= Exercise task =
Arrange every line of the records below as a Markdown table with two columns, Row and Line. Number the rows and leave out any blank lines.

= Provided records =
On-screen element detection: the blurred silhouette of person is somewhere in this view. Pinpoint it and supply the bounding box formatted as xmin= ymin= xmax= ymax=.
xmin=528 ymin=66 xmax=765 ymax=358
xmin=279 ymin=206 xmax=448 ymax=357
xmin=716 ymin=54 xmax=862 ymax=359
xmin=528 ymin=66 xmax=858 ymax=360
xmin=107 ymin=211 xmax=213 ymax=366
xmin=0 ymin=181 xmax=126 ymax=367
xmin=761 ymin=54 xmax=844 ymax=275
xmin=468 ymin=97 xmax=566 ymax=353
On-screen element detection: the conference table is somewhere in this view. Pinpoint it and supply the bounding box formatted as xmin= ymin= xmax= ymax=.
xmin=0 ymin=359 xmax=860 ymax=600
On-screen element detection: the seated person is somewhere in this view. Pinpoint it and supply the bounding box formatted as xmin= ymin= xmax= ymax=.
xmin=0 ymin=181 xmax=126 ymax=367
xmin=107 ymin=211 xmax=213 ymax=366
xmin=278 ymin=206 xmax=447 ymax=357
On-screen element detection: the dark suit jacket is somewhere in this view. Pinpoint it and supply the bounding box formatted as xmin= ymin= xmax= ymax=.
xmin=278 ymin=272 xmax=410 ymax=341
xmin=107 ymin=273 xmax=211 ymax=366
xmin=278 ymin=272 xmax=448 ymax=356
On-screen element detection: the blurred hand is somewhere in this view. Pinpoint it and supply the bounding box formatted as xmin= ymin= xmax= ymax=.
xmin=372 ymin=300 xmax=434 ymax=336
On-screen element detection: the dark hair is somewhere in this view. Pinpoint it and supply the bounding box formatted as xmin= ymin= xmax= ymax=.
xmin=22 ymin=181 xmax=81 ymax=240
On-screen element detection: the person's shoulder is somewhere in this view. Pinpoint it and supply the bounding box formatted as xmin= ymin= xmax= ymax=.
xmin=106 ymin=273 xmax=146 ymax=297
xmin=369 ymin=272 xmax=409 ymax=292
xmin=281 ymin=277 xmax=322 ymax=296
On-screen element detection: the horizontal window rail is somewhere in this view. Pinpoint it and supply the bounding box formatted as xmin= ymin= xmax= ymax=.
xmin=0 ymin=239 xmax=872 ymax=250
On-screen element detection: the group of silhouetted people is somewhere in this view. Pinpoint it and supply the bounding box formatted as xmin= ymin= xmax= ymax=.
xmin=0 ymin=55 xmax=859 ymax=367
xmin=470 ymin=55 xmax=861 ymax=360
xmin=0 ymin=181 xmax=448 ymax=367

= Final result =
| Row | Line |
|---|---|
| 1 | On-screen element detection: the blurred silhouette of person is somewhere in this view. Pinpoint it and supply the bounding box formatted as xmin= ymin= xmax= ymax=. |
| 2 | xmin=528 ymin=66 xmax=765 ymax=358 |
| 3 | xmin=279 ymin=206 xmax=448 ymax=357 |
| 4 | xmin=716 ymin=54 xmax=862 ymax=359 |
| 5 | xmin=528 ymin=66 xmax=858 ymax=360 |
| 6 | xmin=107 ymin=211 xmax=213 ymax=366 |
| 7 | xmin=0 ymin=181 xmax=126 ymax=367 |
| 8 | xmin=761 ymin=54 xmax=844 ymax=275 |
| 9 | xmin=468 ymin=97 xmax=566 ymax=353 |
| 10 | On-screen element detection: the conference table is somewhere in this view. Pinpoint it and supply the bounding box formatted as xmin= ymin= xmax= ymax=. |
| 11 | xmin=0 ymin=359 xmax=860 ymax=600 |
| 12 | On-screen element detection: the seated person is somewhere in this view. Pinpoint it and supply the bounding box formatted as xmin= ymin= xmax= ymax=. |
| 13 | xmin=0 ymin=181 xmax=126 ymax=367 |
| 14 | xmin=107 ymin=211 xmax=213 ymax=366 |
| 15 | xmin=278 ymin=206 xmax=447 ymax=357 |
| 16 | On-screen element detection: the dark suit jacket is somewhere in this view. Pinpoint it and supply the bounding box formatted as xmin= ymin= xmax= ymax=. |
| 17 | xmin=278 ymin=272 xmax=410 ymax=341 |
| 18 | xmin=107 ymin=273 xmax=211 ymax=366 |
| 19 | xmin=278 ymin=272 xmax=448 ymax=356 |
| 20 | On-screen element detection: the blurred hand is somewhere in this view. Pinpoint it and supply the bounding box formatted as xmin= ymin= xmax= ymax=. |
| 21 | xmin=372 ymin=300 xmax=434 ymax=336 |
| 22 | On-screen element detection: the dark hair is somewhere in this view. Pinpoint it and supply the bounding box formatted as xmin= ymin= xmax= ymax=. |
| 23 | xmin=22 ymin=181 xmax=81 ymax=240 |
| 24 | On-screen element detection: the person's shoulder is somewhere in this view. Pinpoint it and supply the bounding box formatted as xmin= ymin= xmax= ymax=. |
| 25 | xmin=106 ymin=273 xmax=146 ymax=297 |
| 26 | xmin=369 ymin=272 xmax=409 ymax=292 |
| 27 | xmin=281 ymin=277 xmax=322 ymax=296 |
| 28 | On-screen element detection: the horizontal window rail is somewhere in this view. Pinpoint it and supply the bounding box formatted as xmin= ymin= xmax= ymax=. |
| 29 | xmin=0 ymin=239 xmax=872 ymax=250 |
| 30 | On-screen element detection: the group of silhouetted people is somewhere in this view. Pinpoint it and supply the bounding box formatted as xmin= ymin= xmax= ymax=. |
| 31 | xmin=0 ymin=55 xmax=859 ymax=367 |
| 32 | xmin=470 ymin=55 xmax=861 ymax=360 |
| 33 | xmin=0 ymin=181 xmax=448 ymax=367 |